* [SELECTED TEXT]:
▬▬▬▬▬▬▬▬▬▬

The 95th percentile loves the rap

I went to a college where a shocking number of people own a Northface jacket. There, Ugg boots are a staple, popped collars are not unusual, intellectual discussion is held while reading Kant in the coffee shop on weekends, and during the week social time is spent over thought papers and annotated bibliographies in one of the libraries, of which there are five. These are not necessarily bad things, and of course there are exceptions. But when coupled together the effect can prove somewhat overwhelming.

There is a saying that I've heard many people use, the "work hard, play harder" mantra. As a friend once said, "I work hard during the week and so I can forget it all on the weekends." Hey, there should always be a light at the end of the tunnel. But perhaps the most dazzling aspect of this culture is when the light at the end of the tunnel involves intoxicated dancing to ridiculously explicit and very specific song lyrics from rap songs. (How else would I have learned what to "Superman" someone was, if not from a rap song?)

I enjoy the occasional adult beverage. I love to dance. But it is always an experience (good or bad? verdict still out) to see good, well-mannered, college-educated kids shouting out the lyrics to L'il Jon and the East Side Boyz' "Get Low,"  which happened a lot at parties. A refresher on the lyrics:

To the window ([Shouted]: TO THE WINDOW), to the wall, (TO THE WALL)
To the sweat drop down my balls (MY BALLS)
To all these b*s crawl (CRAWL)
To all skeet skeet motherfriender* (MOTHERFRIEND*) all skeet skeet gosh darnit* (GOSH DARNIT*)
To all skeet skeet motherfriender* (MOTHERFRIEND*) all skeet skeet gosh darnit* (GOSH DARNIT*)

▬▬▬▬▬▬▬▬▬▬

* [ENTRIES PROVIDED]:
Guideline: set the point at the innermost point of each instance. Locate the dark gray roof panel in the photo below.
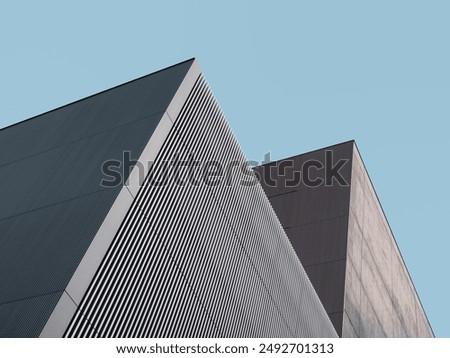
(68, 171)
(40, 250)
(134, 100)
(51, 200)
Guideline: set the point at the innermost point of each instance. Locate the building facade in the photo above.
(160, 252)
(342, 237)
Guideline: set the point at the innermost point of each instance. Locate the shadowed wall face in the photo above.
(343, 240)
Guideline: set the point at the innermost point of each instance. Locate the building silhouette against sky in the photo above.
(133, 213)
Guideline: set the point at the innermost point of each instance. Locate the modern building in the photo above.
(163, 250)
(133, 213)
(337, 226)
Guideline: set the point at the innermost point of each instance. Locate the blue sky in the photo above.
(291, 76)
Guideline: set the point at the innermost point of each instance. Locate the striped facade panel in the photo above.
(200, 255)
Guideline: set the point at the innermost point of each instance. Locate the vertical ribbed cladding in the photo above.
(198, 260)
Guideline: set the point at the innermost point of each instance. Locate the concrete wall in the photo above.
(380, 299)
(344, 241)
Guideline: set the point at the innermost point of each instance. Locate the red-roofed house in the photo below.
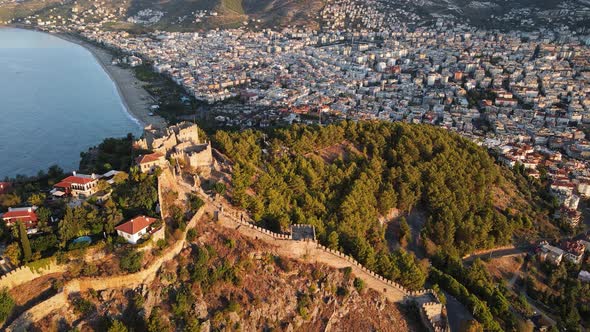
(149, 162)
(5, 187)
(78, 185)
(26, 215)
(135, 228)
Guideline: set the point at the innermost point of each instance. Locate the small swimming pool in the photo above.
(83, 239)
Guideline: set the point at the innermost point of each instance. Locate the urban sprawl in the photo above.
(522, 94)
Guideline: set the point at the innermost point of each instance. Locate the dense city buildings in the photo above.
(523, 94)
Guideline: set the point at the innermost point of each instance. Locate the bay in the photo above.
(55, 102)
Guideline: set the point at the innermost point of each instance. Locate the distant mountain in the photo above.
(203, 14)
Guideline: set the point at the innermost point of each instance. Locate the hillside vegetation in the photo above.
(286, 178)
(225, 282)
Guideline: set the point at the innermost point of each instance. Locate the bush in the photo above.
(117, 326)
(6, 305)
(191, 235)
(347, 272)
(131, 261)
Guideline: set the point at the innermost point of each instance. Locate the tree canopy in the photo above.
(341, 178)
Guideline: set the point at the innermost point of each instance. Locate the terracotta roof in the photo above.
(135, 225)
(20, 215)
(72, 179)
(5, 187)
(148, 158)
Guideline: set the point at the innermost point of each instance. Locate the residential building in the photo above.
(134, 229)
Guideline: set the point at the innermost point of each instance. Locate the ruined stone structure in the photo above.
(180, 142)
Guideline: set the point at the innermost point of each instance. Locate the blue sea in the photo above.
(55, 102)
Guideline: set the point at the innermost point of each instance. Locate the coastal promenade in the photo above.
(136, 99)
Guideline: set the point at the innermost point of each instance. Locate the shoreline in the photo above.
(135, 100)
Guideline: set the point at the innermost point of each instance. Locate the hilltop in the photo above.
(203, 14)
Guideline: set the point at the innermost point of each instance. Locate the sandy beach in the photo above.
(135, 98)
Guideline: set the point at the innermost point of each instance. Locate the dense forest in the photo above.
(341, 178)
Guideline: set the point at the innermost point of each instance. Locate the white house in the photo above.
(135, 228)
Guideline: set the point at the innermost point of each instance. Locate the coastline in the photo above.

▬▬▬▬▬▬▬▬▬▬

* [REQUIREMENT]:
Please say whether each statement agrees with the piece about college party culture, answering yes or no and quoting the deciding words.
1. The college has five libraries.
2. The writer dislikes dancing.
3. The writer has concluded that seeing students shout out rap lyrics is a good experience.
The records play no part in this work.

* [FINISHED EXERCISE]:
1. Yes: "one of the libraries, of which there are five"
2. No: "I love to dance."
3. No: "good or bad? verdict still out"